Please convert the material, starting at its first line and ending at the line that contains "[644, 1017, 706, 1212]", into a Markdown table with a Row column for the row number and a Line column for the line. Leave out blank lines.

** start Given information **

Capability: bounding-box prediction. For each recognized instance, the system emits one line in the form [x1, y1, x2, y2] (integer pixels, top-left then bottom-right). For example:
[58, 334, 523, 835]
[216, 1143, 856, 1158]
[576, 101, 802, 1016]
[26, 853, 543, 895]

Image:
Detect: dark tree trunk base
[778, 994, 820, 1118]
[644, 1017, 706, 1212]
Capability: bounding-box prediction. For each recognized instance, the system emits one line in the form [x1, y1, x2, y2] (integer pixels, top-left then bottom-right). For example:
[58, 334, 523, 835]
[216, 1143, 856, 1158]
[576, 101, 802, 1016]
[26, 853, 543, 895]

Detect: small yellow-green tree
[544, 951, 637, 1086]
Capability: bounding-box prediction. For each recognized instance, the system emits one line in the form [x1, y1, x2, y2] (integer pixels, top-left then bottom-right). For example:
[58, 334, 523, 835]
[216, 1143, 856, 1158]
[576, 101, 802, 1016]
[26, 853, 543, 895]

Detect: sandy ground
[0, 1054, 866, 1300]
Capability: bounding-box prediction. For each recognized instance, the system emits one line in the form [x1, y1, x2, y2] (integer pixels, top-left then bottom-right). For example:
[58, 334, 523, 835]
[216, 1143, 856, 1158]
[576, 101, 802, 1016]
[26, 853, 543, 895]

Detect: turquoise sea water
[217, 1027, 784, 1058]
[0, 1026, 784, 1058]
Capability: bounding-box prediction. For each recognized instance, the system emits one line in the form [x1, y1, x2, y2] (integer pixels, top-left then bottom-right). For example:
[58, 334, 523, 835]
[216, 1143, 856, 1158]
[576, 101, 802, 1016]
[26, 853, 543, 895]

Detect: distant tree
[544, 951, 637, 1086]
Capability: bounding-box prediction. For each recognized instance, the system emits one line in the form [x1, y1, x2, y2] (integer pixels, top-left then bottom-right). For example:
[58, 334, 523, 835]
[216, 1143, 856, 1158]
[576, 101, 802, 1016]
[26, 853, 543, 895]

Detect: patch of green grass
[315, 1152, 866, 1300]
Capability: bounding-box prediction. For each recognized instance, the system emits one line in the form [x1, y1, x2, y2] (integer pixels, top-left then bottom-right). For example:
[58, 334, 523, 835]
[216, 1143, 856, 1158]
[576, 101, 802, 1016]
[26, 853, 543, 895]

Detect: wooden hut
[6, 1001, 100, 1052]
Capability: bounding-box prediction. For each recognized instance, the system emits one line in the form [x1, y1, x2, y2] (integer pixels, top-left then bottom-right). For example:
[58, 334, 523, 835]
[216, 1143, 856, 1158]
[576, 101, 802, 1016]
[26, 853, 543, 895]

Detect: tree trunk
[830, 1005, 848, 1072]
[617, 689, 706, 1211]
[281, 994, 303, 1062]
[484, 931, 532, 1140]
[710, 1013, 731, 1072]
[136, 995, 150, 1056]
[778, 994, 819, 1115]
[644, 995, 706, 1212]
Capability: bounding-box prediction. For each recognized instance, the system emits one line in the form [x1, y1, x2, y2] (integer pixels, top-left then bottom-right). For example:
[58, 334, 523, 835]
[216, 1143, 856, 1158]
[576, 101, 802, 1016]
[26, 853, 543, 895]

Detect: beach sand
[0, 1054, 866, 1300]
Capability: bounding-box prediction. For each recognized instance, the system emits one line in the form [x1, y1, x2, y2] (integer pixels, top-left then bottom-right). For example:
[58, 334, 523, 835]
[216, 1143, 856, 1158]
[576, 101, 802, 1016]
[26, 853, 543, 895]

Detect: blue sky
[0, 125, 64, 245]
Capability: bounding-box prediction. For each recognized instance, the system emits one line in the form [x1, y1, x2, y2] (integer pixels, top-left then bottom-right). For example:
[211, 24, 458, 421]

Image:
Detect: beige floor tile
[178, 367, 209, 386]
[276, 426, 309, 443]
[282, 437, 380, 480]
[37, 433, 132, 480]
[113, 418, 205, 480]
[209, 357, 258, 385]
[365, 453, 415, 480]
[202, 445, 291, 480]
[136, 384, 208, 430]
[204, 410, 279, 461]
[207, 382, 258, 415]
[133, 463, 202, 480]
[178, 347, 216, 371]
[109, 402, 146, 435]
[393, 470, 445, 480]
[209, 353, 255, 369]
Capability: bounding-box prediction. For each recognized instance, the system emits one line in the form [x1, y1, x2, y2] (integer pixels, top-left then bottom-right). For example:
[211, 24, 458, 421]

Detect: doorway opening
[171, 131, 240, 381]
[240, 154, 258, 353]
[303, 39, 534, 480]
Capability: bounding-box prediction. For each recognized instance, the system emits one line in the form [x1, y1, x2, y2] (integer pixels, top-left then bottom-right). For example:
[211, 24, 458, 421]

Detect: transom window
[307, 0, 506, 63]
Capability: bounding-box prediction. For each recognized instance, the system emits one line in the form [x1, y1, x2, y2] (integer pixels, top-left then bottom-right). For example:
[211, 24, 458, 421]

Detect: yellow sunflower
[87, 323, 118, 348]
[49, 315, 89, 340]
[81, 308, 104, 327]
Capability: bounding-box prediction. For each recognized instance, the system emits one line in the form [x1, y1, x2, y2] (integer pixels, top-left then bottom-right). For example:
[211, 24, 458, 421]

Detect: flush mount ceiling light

** end Given information **

Answer below:
| Row | Line |
|---|---|
| 1 | Capability: bounding-box prediction. For each recognized instance, the system emits one line in the form [x1, y1, x2, y2] (integer pixels, top-left then bottom-right). For example: |
| 2 | [58, 334, 523, 835] |
| 3 | [216, 1143, 856, 1158] |
| 4 | [576, 101, 802, 1016] |
| 5 | [26, 853, 543, 895] |
| 6 | Image: |
| 7 | Detect: dark tree trunk base |
| 8 | [778, 994, 820, 1118] |
| 9 | [644, 1017, 706, 1212] |